**DOCUMENT SEGMENT**
╔══

When artists talk about having “the machine” behind them, this is what they mean. The only thing missing here is a Coachella guest appearance and a British Vogue interview.

But last week, Leray’s debut album Trendsetter sold just 11,500 album units (around 17.3 million streams). That’s less stream last week than Fleetwood Mac’s Rumours, an album that came out 45 years ago! Leray’s numbers may be eye-opening, but it’s hardly a surprise.

Artists hear the same rhetoric often: “Build your social media following!” “Use it to promote your work!” “Be your own distribution!” But that’s reductive. Your followers aren’t necessarily fans of your music.

Not all followers are the same

On most social media networks, it’s impossible to segment your followers into different categories. Are your fans there because they love your music? Or because they like you as a person? Or do they find your posts entertaining? Do they follow because they find you attractive? Or do they love the Shade Room-worthy posts you share and don’t want to miss the tea? For some artists, it’s all of those combined, but most of the time it’s not.

The two most-followed rappers on Instagram are Nicki Minaj and Cardi B. They use their platforms effectively, but they are a reminder of why this follower-fan dynamic is often tougher for women in hip-hop—even the superstars.

The industry pushes them to be sex symbols. To be “marketable.” Yet this increases the likelihood that many of their followers are just there to double-tap on attractive photos. The social media algorithm will push that artist’s content to more users who live for those photos. The narrative that women in hip-hop half to work twice as hard has numbers to back it up!

╚══

**TASK SET**
1. Repeat the part of the piece on social media followers starting at "But last week, Leray’s" and ending at "of your music.".
2. In the piece on social media followers, which two rappers are named as the most followed on Instagram?

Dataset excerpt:
╔══

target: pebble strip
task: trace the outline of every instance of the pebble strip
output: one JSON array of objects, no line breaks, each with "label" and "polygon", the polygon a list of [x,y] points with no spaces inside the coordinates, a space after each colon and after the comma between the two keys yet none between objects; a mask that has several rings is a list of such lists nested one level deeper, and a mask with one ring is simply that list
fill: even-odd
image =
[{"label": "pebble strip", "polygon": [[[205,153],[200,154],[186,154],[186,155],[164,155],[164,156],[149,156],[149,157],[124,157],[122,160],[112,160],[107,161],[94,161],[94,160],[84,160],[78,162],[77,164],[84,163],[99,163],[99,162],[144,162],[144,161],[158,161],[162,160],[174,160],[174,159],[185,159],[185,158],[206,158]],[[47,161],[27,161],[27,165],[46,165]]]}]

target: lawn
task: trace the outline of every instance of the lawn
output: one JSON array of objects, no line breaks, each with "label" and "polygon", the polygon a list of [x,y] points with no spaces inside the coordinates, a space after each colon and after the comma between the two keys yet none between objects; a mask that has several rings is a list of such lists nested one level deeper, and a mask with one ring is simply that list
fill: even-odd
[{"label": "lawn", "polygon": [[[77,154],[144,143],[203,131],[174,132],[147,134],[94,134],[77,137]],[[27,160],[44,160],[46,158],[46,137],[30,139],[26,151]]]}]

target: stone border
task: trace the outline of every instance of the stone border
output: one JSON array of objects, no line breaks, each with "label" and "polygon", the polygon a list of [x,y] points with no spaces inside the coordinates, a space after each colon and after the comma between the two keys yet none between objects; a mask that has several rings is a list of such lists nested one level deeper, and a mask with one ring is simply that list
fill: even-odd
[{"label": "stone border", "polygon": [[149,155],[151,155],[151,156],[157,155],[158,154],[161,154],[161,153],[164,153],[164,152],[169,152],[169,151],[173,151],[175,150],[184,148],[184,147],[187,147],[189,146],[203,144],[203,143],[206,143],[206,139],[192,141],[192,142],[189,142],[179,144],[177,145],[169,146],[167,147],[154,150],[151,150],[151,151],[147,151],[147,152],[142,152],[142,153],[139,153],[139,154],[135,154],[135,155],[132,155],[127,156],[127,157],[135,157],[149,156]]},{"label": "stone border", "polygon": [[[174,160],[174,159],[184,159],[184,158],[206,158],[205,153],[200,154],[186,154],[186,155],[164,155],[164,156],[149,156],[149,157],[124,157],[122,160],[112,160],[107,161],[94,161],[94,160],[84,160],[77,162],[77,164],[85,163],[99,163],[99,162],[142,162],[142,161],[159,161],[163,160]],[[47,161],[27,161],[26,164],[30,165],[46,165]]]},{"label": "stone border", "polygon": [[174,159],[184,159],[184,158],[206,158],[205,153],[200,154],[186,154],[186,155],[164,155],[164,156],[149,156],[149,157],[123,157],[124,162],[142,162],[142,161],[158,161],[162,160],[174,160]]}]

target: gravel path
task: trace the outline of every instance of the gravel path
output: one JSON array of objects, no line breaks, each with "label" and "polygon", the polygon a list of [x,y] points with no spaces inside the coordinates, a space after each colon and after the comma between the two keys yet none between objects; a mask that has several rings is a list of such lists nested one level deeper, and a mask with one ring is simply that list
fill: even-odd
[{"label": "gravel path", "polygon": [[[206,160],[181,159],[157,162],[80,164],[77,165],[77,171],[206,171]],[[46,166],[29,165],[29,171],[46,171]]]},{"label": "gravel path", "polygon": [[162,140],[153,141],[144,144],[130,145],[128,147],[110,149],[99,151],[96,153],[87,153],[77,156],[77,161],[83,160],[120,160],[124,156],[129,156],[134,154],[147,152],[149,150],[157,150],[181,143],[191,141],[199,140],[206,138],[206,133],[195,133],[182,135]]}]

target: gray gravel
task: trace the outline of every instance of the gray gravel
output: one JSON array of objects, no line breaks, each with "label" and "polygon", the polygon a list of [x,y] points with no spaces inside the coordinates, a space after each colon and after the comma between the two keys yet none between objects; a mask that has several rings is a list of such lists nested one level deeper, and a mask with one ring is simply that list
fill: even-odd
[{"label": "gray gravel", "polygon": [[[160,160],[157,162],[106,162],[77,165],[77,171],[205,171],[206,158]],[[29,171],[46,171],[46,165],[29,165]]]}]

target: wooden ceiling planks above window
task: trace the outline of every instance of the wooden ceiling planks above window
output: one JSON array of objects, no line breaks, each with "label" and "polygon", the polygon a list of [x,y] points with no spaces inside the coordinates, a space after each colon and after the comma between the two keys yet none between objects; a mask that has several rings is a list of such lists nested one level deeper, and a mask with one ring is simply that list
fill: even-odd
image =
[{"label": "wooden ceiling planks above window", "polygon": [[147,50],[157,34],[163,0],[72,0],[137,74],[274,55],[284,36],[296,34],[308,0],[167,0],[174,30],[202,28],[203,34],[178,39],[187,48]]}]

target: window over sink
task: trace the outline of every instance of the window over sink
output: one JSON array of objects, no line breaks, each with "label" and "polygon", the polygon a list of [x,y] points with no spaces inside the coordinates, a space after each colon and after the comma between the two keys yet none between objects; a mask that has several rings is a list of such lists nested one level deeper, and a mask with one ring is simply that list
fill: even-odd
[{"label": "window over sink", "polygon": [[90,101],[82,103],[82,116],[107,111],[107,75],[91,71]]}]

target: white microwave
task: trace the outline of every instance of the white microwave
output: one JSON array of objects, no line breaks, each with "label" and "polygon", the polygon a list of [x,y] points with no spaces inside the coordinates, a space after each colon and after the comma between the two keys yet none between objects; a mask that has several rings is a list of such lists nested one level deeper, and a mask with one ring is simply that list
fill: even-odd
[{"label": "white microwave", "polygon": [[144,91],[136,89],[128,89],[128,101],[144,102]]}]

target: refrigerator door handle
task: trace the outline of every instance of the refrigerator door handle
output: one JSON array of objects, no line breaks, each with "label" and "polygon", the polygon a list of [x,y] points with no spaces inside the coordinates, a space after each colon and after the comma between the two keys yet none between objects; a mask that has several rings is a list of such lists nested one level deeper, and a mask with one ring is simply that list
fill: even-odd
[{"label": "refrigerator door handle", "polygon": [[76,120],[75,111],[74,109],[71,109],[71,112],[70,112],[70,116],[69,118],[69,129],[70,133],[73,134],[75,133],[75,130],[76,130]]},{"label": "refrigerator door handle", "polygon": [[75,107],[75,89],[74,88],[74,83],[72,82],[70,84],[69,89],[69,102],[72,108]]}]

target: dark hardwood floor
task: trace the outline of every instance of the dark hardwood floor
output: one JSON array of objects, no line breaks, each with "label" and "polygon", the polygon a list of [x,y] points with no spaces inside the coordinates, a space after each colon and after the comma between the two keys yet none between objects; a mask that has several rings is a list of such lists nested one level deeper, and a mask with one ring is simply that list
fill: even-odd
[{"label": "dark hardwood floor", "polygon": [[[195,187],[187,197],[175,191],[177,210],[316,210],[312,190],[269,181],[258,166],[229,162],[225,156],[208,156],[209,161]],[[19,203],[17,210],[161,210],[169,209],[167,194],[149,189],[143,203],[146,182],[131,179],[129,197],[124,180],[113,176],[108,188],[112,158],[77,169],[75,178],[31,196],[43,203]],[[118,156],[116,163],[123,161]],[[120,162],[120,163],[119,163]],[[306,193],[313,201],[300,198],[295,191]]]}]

╚══
╔══

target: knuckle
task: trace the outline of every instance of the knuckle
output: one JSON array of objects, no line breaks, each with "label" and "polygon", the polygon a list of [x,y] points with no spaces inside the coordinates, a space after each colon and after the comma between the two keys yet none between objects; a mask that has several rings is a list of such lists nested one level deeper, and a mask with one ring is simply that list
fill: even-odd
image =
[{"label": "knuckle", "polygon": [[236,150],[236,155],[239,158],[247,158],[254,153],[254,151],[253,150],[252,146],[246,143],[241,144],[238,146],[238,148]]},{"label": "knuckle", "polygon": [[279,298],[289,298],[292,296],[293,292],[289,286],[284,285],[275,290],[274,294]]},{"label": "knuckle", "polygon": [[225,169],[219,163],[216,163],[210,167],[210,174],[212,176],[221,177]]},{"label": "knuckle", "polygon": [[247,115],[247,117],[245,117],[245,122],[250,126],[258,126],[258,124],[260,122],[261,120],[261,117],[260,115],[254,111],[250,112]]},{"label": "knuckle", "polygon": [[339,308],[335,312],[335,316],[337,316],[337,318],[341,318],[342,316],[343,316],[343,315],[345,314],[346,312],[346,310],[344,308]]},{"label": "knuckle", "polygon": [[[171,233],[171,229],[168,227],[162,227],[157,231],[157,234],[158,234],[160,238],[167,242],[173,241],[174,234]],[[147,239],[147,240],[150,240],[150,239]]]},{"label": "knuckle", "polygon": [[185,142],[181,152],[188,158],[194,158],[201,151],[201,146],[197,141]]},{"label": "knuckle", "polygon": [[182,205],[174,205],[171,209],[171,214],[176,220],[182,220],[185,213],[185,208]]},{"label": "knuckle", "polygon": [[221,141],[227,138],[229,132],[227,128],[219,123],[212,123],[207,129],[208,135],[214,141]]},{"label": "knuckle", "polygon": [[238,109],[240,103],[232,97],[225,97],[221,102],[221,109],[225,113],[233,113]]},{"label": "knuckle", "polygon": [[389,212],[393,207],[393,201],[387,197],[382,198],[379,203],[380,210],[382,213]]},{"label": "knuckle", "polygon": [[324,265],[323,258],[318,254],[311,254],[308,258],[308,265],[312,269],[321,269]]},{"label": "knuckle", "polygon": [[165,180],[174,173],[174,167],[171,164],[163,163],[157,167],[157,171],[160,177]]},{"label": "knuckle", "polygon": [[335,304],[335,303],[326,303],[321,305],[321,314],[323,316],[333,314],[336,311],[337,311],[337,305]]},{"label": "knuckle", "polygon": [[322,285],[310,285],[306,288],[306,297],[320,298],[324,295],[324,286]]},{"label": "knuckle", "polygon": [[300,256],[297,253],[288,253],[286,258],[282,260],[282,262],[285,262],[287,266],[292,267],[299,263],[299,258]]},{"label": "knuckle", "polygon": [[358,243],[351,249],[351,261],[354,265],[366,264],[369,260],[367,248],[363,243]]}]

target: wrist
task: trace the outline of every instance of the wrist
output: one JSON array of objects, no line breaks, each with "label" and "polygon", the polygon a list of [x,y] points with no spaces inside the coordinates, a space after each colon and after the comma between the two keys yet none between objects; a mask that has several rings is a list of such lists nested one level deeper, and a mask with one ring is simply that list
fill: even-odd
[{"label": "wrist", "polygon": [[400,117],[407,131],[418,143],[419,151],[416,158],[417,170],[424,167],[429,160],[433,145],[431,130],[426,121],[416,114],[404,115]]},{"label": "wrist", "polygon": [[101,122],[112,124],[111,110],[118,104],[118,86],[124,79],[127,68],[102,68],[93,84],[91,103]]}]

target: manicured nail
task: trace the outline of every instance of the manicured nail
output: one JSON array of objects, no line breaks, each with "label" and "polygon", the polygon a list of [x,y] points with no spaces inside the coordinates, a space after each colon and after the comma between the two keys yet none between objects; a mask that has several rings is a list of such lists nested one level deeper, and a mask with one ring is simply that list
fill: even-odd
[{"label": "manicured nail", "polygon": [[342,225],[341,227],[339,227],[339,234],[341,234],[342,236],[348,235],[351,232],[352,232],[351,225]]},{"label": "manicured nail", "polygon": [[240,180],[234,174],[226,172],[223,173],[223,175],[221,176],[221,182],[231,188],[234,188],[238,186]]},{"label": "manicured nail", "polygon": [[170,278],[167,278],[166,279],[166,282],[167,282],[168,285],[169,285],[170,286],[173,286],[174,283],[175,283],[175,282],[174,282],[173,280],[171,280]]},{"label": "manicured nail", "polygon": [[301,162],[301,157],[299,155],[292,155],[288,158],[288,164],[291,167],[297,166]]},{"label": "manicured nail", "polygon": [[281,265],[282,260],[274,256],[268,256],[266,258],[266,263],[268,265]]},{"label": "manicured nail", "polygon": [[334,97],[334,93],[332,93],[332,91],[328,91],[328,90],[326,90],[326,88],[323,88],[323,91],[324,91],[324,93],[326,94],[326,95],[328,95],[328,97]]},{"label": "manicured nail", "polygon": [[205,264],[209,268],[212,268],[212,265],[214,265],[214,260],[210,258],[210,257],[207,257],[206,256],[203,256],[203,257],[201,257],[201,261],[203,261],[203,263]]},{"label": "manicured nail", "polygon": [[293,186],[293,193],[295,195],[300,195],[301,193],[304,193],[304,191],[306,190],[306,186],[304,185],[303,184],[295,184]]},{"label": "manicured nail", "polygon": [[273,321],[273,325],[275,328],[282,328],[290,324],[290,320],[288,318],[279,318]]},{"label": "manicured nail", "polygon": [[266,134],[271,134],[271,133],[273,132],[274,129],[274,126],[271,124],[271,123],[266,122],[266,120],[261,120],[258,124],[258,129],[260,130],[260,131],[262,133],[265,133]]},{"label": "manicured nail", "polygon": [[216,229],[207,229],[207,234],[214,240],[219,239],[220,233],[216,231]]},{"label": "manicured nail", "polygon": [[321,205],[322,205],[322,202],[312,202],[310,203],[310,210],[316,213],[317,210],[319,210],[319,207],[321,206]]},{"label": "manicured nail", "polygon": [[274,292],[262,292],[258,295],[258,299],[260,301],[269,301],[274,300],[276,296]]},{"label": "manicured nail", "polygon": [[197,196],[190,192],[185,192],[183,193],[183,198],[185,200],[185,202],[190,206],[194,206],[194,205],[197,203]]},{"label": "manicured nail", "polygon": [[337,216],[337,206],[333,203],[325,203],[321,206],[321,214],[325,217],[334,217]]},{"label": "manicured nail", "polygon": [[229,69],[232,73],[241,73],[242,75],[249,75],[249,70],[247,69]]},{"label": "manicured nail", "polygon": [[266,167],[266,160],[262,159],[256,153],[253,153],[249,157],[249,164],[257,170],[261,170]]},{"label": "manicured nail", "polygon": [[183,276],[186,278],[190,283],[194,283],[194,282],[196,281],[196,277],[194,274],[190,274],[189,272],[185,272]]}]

╚══

**THE RESPONSES**
1.
But last week, Leray’s debut album Trendsetter sold just 11,500 album units (around 17.3 million streams). That’s less stream last week than Fleetwood Mac’s Rumours, an album that came out 45 years ago! Leray’s numbers may be eye-opening, but it’s hardly a surprise.

Artists hear the same rhetoric often: “Build your social media following!” “Use it to promote your work!” “Be your own distribution!” But that’s reductive. Your followers aren’t necessarily fans of your music.

2. Nicki Minaj and Cardi B.